■ TASK GOAL: Your answer must be a word-for-word copy of the listing, with all pictures excluded.

-- Opening Marker --

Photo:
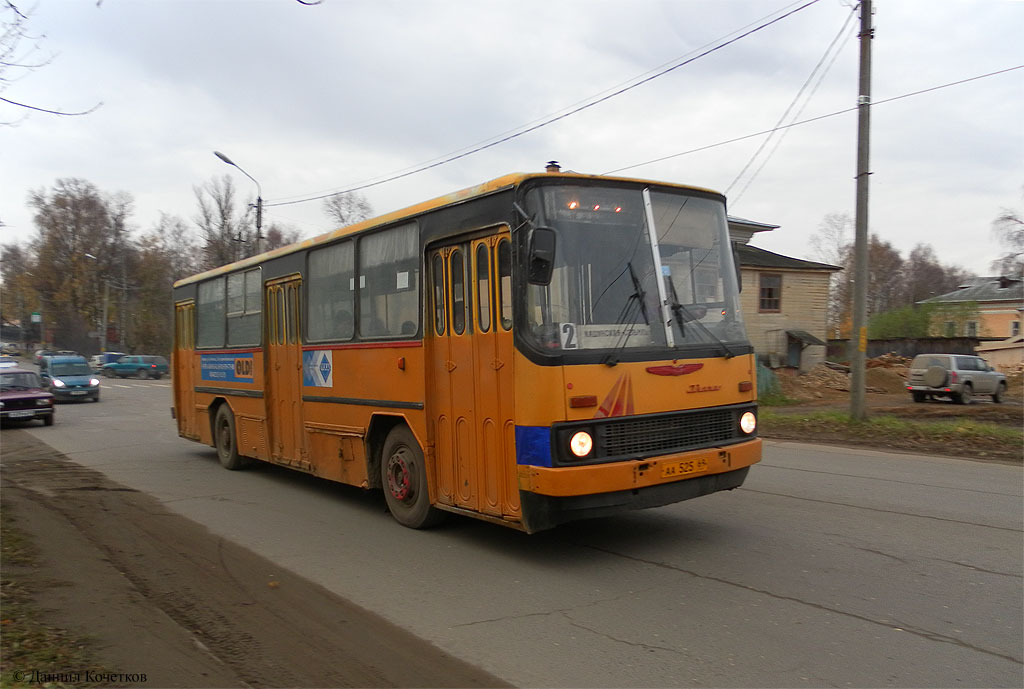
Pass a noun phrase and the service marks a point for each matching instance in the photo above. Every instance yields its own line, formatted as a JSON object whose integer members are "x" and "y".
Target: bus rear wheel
{"x": 225, "y": 440}
{"x": 403, "y": 477}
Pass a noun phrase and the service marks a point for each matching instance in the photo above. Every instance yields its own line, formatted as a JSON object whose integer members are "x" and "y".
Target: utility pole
{"x": 858, "y": 340}
{"x": 102, "y": 326}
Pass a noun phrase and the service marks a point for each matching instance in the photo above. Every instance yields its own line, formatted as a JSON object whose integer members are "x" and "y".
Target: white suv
{"x": 957, "y": 377}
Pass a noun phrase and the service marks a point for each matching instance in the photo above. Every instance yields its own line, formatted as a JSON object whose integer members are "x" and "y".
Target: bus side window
{"x": 458, "y": 292}
{"x": 505, "y": 283}
{"x": 438, "y": 277}
{"x": 483, "y": 287}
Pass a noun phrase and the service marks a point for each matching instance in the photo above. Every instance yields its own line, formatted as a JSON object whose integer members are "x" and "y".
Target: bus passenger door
{"x": 184, "y": 374}
{"x": 451, "y": 390}
{"x": 492, "y": 281}
{"x": 283, "y": 393}
{"x": 470, "y": 388}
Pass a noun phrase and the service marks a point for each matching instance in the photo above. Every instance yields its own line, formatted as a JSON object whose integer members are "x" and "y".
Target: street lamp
{"x": 259, "y": 197}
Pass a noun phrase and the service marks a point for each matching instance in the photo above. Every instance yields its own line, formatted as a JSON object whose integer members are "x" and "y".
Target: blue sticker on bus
{"x": 532, "y": 445}
{"x": 317, "y": 369}
{"x": 227, "y": 368}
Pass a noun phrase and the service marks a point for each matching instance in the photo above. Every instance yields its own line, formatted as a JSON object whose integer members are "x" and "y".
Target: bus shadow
{"x": 584, "y": 544}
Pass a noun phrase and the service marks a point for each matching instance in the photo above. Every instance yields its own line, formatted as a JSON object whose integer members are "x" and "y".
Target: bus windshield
{"x": 612, "y": 243}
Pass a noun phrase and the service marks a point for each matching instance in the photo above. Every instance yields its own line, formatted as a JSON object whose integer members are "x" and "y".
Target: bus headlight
{"x": 581, "y": 443}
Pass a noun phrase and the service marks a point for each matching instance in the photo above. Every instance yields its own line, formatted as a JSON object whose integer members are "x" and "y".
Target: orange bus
{"x": 537, "y": 349}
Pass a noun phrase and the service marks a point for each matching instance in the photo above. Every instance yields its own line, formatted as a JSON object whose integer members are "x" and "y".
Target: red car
{"x": 23, "y": 397}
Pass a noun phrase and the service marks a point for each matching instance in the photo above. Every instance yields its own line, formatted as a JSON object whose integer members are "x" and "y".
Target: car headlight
{"x": 581, "y": 443}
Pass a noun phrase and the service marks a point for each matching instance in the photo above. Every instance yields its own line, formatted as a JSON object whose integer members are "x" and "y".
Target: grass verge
{"x": 955, "y": 437}
{"x": 28, "y": 645}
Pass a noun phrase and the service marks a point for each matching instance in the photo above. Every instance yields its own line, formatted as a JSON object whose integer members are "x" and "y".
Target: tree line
{"x": 96, "y": 281}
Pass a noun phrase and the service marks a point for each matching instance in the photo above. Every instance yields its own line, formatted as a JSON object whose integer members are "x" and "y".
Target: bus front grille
{"x": 667, "y": 433}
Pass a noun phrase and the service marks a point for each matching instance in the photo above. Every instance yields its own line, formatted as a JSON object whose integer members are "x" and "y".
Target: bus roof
{"x": 498, "y": 184}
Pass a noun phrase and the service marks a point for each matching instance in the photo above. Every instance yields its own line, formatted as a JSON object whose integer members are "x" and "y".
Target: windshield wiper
{"x": 682, "y": 315}
{"x": 638, "y": 294}
{"x": 628, "y": 315}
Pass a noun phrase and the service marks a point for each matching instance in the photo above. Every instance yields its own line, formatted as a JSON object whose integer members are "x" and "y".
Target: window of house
{"x": 771, "y": 293}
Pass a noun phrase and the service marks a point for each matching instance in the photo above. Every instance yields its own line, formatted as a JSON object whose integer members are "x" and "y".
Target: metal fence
{"x": 838, "y": 350}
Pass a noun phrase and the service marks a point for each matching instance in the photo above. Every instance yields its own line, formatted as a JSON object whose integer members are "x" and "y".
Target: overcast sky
{"x": 311, "y": 99}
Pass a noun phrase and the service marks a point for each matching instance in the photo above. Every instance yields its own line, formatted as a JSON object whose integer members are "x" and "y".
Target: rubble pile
{"x": 890, "y": 360}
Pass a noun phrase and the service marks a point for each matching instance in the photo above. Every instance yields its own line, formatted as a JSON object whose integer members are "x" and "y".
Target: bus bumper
{"x": 555, "y": 496}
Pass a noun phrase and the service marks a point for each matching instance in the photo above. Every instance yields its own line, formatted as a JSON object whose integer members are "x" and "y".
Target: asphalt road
{"x": 829, "y": 567}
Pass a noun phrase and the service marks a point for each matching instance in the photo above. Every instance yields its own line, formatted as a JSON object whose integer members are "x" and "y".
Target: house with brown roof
{"x": 784, "y": 301}
{"x": 984, "y": 307}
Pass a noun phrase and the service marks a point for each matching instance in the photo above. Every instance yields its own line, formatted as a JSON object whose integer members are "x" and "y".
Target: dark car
{"x": 70, "y": 378}
{"x": 23, "y": 397}
{"x": 139, "y": 365}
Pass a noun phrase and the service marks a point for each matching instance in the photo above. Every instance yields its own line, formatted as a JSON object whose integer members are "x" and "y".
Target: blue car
{"x": 70, "y": 378}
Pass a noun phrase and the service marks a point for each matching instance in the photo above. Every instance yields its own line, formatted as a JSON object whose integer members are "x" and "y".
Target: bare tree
{"x": 1009, "y": 228}
{"x": 16, "y": 59}
{"x": 222, "y": 232}
{"x": 832, "y": 245}
{"x": 347, "y": 208}
{"x": 925, "y": 276}
{"x": 280, "y": 235}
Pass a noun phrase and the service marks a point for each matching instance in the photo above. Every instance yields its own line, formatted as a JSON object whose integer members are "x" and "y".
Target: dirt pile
{"x": 884, "y": 375}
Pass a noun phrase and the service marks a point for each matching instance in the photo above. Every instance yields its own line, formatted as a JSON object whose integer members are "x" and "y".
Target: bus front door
{"x": 284, "y": 374}
{"x": 470, "y": 392}
{"x": 184, "y": 374}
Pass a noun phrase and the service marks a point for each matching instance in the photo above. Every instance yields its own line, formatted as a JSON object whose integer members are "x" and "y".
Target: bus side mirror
{"x": 735, "y": 264}
{"x": 541, "y": 259}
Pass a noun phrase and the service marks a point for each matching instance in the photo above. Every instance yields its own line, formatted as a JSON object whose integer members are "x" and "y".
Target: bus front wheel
{"x": 226, "y": 440}
{"x": 403, "y": 477}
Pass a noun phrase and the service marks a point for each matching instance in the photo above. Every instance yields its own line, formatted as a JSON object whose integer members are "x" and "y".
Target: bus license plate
{"x": 674, "y": 469}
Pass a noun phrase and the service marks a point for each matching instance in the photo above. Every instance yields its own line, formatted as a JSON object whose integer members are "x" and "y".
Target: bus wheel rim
{"x": 398, "y": 477}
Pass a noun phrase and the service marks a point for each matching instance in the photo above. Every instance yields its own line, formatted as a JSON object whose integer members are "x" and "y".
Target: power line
{"x": 552, "y": 120}
{"x": 544, "y": 118}
{"x": 809, "y": 121}
{"x": 794, "y": 102}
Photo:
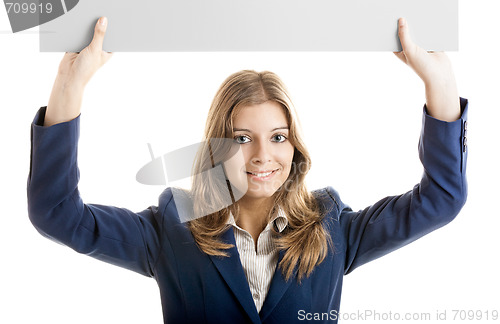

-- Closing Marker --

■ ANSWER SPACE:
Photo:
Pass a noun phrase and the service marks a point for each matching instance in the photo above. Every instance yields its own line, formatted as a JSON object whose integer members are "x" and "y".
Target: bus rear wheel
{"x": 225, "y": 440}
{"x": 403, "y": 477}
Pass a noun phrase and the service marks a point for each matching instance in the photo above. Every instance yields its own line, formatted as a JSON object whose integer members are "x" and "y".
Target: utility pole
{"x": 858, "y": 340}
{"x": 102, "y": 326}
Pass a noun phrase and the service marks a point for each matching instance in the photo above. Every instance yields its own line, formatted as a JSON object whose integer members are "x" and "y".
Target: white suv
{"x": 957, "y": 377}
Pass a noun phrase and the service marks a point for each matching instance in the photo above. Every instance yields its own line, formatted as a JSON object whose integer members are "x" and "y".
Target: bus side window
{"x": 458, "y": 292}
{"x": 505, "y": 283}
{"x": 438, "y": 277}
{"x": 483, "y": 287}
Pass a noun phrase and the service marks a point for each matching instance in the photo above. Every instance yields its own line, formatted as a JSON object whose integer members are "x" and "y".
Target: bus passenger door
{"x": 184, "y": 374}
{"x": 451, "y": 390}
{"x": 492, "y": 281}
{"x": 283, "y": 393}
{"x": 470, "y": 388}
Pass a noun phrase and the service marks a point for each matching instance in the photo above. Every instance yields its own line, formatted as a JSON object whose integer members are "x" and "y".
Target: street lamp
{"x": 259, "y": 197}
Pass a noun phrase and the service marks a point for each matching instance in the photo above. Every instance yields its own line, formatted as a JSON object whose integer members are "x" and "y".
Target: blue sticker on bus
{"x": 532, "y": 445}
{"x": 317, "y": 369}
{"x": 227, "y": 368}
Pass a noun phrase and the service marks a point for each matching instance in the photo above. Every instance yields its own line, formatted as a JSON object whose integer members are "x" and "y".
Target: bus shadow
{"x": 584, "y": 544}
Pass a noun phrase and the service marks a point for each matching instance in the photo above. Every instance yields its own line, formatted as a JSON object whose integer members are "x" and "y".
Target: bus windshield
{"x": 612, "y": 243}
Pass a noun phrase and the service marks a point for each matching instance in the photo above. Every instance yields its own line, formatted as a JSON object whose integer members are "x" and "y".
Target: bus headlight
{"x": 581, "y": 443}
Pass a noun phrase and the service marks a point for each matching instance in the photo above. Every instance yields its own line, formatted as a JSON object whose integer members are "x" and "y".
Target: orange bus
{"x": 537, "y": 349}
Pass a noun phrase and the service marks a point for each matching instance in the photo above. Every instance yields its own line, formatted as a JSON object whose integer members are "x" and "y".
Target: red car
{"x": 23, "y": 397}
Pass a noun phrase and the service marks a point for each matching instance in the photo above. Every instance yields its own line, formatted as a JSON object whose integer members are "x" and "y".
Target: car headlight
{"x": 581, "y": 443}
Pass a noun phrase and the service marks a point for each matching instance in the photo above. Every instance yields its own line, formatted as a JSON object whose integer members are "x" and "y".
Target: grass verge
{"x": 955, "y": 437}
{"x": 28, "y": 645}
Pass a noun phrase and the service marks a point for each matching instance in the photo above. Every instance yields its own line, formatted as a JSON object whose integer members are "x" and "y".
Target: tree line
{"x": 96, "y": 281}
Pass a noun phrase and the service marks a point for each matching instance in the photo above. Every instance yields its own line, formatted as a JSON object whose integer members are "x" and "y".
Target: bus front grille
{"x": 667, "y": 433}
Pass a noun phrase and the service marks a point for each matching instance in the photo above. Every instance yields its own line, formatted as a JSON object whose integer members are "x" and "y".
Target: bus roof
{"x": 498, "y": 184}
Pass a noun phrase and the service marks a point for each matching instance in the photo above. Every instance yields its own line, formatted as a JSON object whose integer members are "x" and "y".
Target: windshield wiper
{"x": 682, "y": 315}
{"x": 638, "y": 294}
{"x": 628, "y": 315}
Pass a noun phrase and the service marks a point for each matching instance in the photo above. Every instance yields its own line, formatted as a JSON object whose integer members are "x" and "y".
Target: window of house
{"x": 771, "y": 293}
Pass a noun phrase and the service marks a point for each matching instance in the photo above. Every instance yields its own line, formatted as a JSON object whose integer members are "x" and "y".
Target: metal fence
{"x": 838, "y": 350}
Pass a noun phrase and the service marks a point for each matching instance in the photo above. Every instance yields its own line, formatted as a JSON object whose integer members are "x" and "y".
Target: overcast sky
{"x": 311, "y": 99}
Pass a noun phrase and the service marks a point for each matching instance in the photo above. Every instance yields its own line, formatted as a JSON object whose integer members are "x" and "y".
Target: rubble pile
{"x": 890, "y": 360}
Pass a noun phrase and the service marks a point for each matching instance in the photo above. Every instance yields its own line, formatted as a JSON object whose integer members are "x" and "y".
Target: bus bumper
{"x": 555, "y": 496}
Pass a noun phrase and the service marks a point for each matching instance in the photo above. Every instance yields its own line, formatted as a JSON object whose integer members are "x" and "y".
Target: asphalt road
{"x": 829, "y": 567}
Pass a noun phrase and the service marks a point for each matching instance in the photo above. Every instance yields its own line, formatted as a JSON object whose integer members are "x" and "y".
Target: house with brown roof
{"x": 784, "y": 301}
{"x": 984, "y": 307}
Pass a noun phrase and the service marks a point for each matching instance in the photo above. Every instance yields its own line, formatted as a JSON object whose integer members are "x" and "y".
Target: dark car
{"x": 70, "y": 378}
{"x": 23, "y": 397}
{"x": 139, "y": 365}
Pass a noun phrase and the service marks a point for each matching instance in the photo above. Every instance yields its own line, formatted as a JSON object whose integer members are "x" and "y".
Target: blue car
{"x": 70, "y": 378}
Pass a noun phrase and the service marks a point for each matching instance in the photo above. Every instance yields its own line, formatted as a JSON object whose integer members are "x" and "y".
Target: bare tree
{"x": 1009, "y": 228}
{"x": 16, "y": 59}
{"x": 222, "y": 232}
{"x": 832, "y": 245}
{"x": 347, "y": 208}
{"x": 925, "y": 276}
{"x": 280, "y": 235}
Pass a noun phrase and the service marks a point for each matching instance in the photo above. Every instance yields its own line, formatted as a JSON object whose integer members are "x" and "y".
Target: dirt pile
{"x": 884, "y": 375}
Pass a noun phrase and the service marks a point for each matching instance in the photo above. Every instance yields its own line, formatted as a JSON object whose integer members are "x" and "y".
Target: bus front door
{"x": 284, "y": 374}
{"x": 470, "y": 392}
{"x": 184, "y": 374}
Pass a noun phrase and the service marks a point for each matching instance in the photo above. Every instance yields its own line, formatted as a JSON object whose integer members are "x" and "y".
Target: bus side mirror
{"x": 735, "y": 264}
{"x": 541, "y": 259}
Pass a noun phrase and the service marks a point for each matching instance in the photo above. Every instance yields its own line, formatted as a JSON object whose integer members are "x" and "y".
Target: bus front wheel
{"x": 226, "y": 440}
{"x": 403, "y": 477}
Pass a noun phrase and the service marks a point for each matching instance in the photo above. Every instance yields its own line, formatted as a JSON object whose integer members are "x" and "y".
Target: bus license plate
{"x": 674, "y": 469}
Pass a noun phrase and the service marks a point for each matching instance in the photo above. Every instance yields its own line, formatted as a JSON object whose integer members are "x" and "y".
Target: bus wheel rim
{"x": 398, "y": 477}
Pass a noun phrase and the service marks a point for each matching instance in the photo above. Every instance yields its own line, formatted as a JSON object whose integer members are "x" and "y".
Target: power line
{"x": 552, "y": 120}
{"x": 544, "y": 118}
{"x": 809, "y": 121}
{"x": 794, "y": 102}
Photo:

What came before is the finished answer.